→ **Görev A**: Kayıtlarda "notation: point(283, 237)." ifadesini içeren satırdan başlayıp kayıtların sonuna kadar uzanan satırları, iki ucu da dahil ederek hiçbir değişiklik yapmadan yeniden yazın.
== Seçilen metin ==
17 Mart 2017 Cuma

PAPATYA FALI..

           Saraylı Papatya Hanımın bahçesinde düşledim kendimi biran, sandım ki Cennetteyim. Birde uyandım gördüm ki ağıldayım, manda pisliği kokuyor her taraf. İşte senden ötürü gerçek dünyam, zorunlu realitem ya da mentalim bu oldu artık kardeş. Bu yazıya başlamadan az önce, 20 T. Liralık su giderime de 39 lira ödemek zorunda kaldım. Neredeyse yüzde yüz Deli Dumrul zammı fazlalığım oldu anlayacağın. Bunları sen bilmezsin herhalde. Sor adamlarına sana söylerler.

Elektrik, benzin, doğal gaz vb. gibi diğer kalemleri bahsetmiyorum bile. Anlaşılan örtülü ödenekte izah etmediğiniz veya etmek istemediğiniz ve Suriye’de Irak’ta beslediğiniz, kendi evlatlarımızı bile Şehit eden teröristlerin iaşe ve ibateleri gibi giderlerini de, üstüne hem de emekli halimle, kendim ödediğimi düşünüyorum.

Başkalarının da benden farklı düşündüğünü hiç sanmıyorum. Yani sayenizde ben de boku yedim, tıpkı diğer Emmioğullarım gibi. Bunu da fazla soruşturma istersen. Zira arkası derindir. En iyisi çık sen de biran önce o kristal Sarayından, içine fil kaçıp da şangırtıyla başına indirmeden. Silahını da teslim et, bu gidişle sonunda onunla da kendini vurmadan.

            Çık da işin sonu kendin için de HAYIR’lı bitsin ki sen de birlikte parçalarına ayrılma. Çıkarken karanfil köşklerindeki safahat âlemlerinde, kalan ömürlerini tüketen ve milletin ABC sini sayan takımdaşlarına da haber ver de uyansınlar biran önce. Karanfil demetleriyle birlikte kuruyup yok olmadan. Çünkü toprak uyanıyor, kuru yapraklar düşüyor ve tohumlar tekrar yeşeriyor yeni Baharlara doğru.
===
== Sağlanan malzeme ==
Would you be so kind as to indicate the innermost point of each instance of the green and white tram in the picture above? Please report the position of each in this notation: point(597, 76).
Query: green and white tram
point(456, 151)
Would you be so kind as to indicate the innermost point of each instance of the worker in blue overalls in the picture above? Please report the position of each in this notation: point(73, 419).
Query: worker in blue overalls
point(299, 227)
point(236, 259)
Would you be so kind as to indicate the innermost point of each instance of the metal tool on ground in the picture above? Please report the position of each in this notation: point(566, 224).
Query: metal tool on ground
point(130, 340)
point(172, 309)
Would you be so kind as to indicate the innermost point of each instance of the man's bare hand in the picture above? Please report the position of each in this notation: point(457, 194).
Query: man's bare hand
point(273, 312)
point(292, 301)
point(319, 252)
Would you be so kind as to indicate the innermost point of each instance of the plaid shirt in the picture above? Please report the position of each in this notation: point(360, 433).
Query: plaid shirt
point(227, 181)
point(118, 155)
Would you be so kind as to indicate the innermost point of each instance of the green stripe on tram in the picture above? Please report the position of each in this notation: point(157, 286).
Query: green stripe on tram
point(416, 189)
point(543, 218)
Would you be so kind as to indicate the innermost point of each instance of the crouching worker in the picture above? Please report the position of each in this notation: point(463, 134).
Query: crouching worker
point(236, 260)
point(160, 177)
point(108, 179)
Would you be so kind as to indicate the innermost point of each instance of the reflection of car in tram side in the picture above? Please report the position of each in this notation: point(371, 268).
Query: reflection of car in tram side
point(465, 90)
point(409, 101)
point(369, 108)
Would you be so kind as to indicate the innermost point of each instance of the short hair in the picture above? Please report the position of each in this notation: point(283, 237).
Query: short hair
===
→ **Görev B**: Seçilen metni baştan sona, tek bir harfini bile değiştirmeden aynen tekrarlayın.

→ **Yazılı yanıt A**:
Would you be so kind as to indicate the innermost point of each instance of the short hair in the picture above? Please report the position of each in this notation: point(283, 237).
Query: short hair

→ **Yazılı yanıt B**:
17 Mart 2017 Cuma

PAPATYA FALI..

           Saraylı Papatya Hanımın bahçesinde düşledim kendimi biran, sandım ki Cennetteyim. Birde uyandım gördüm ki ağıldayım, manda pisliği kokuyor her taraf. İşte senden ötürü gerçek dünyam, zorunlu realitem ya da mentalim bu oldu artık kardeş. Bu yazıya başlamadan az önce, 20 T. Liralık su giderime de 39 lira ödemek zorunda kaldım. Neredeyse yüzde yüz Deli Dumrul zammı fazlalığım oldu anlayacağın. Bunları sen bilmezsin herhalde. Sor adamlarına sana söylerler.

Elektrik, benzin, doğal gaz vb. gibi diğer kalemleri bahsetmiyorum bile. Anlaşılan örtülü ödenekte izah etmediğiniz veya etmek istemediğiniz ve Suriye’de Irak’ta beslediğiniz, kendi evlatlarımızı bile Şehit eden teröristlerin iaşe ve ibateleri gibi giderlerini de, üstüne hem de emekli halimle, kendim ödediğimi düşünüyorum.

Başkalarının da benden farklı düşündüğünü hiç sanmıyorum. Yani sayenizde ben de boku yedim, tıpkı diğer Emmioğullarım gibi. Bunu da fazla soruşturma istersen. Zira arkası derindir. En iyisi çık sen de biran önce o kristal Sarayından, içine fil kaçıp da şangırtıyla başına indirmeden. Silahını da teslim et, bu gidişle sonunda onunla da kendini vurmadan.

            Çık da işin sonu kendin için de HAYIR’lı bitsin ki sen de birlikte parçalarına ayrılma. Çıkarken karanfil köşklerindeki safahat âlemlerinde, kalan ömürlerini tüketen ve milletin ABC sini sayan takımdaşlarına da haber ver de uyansınlar biran önce. Karanfil demetleriyle birlikte kuruyup yok olmadan. Çünkü toprak uyanıyor, kuru yapraklar düşüyor ve tohumlar tekrar yeşeriyor yeni Baharlara doğru.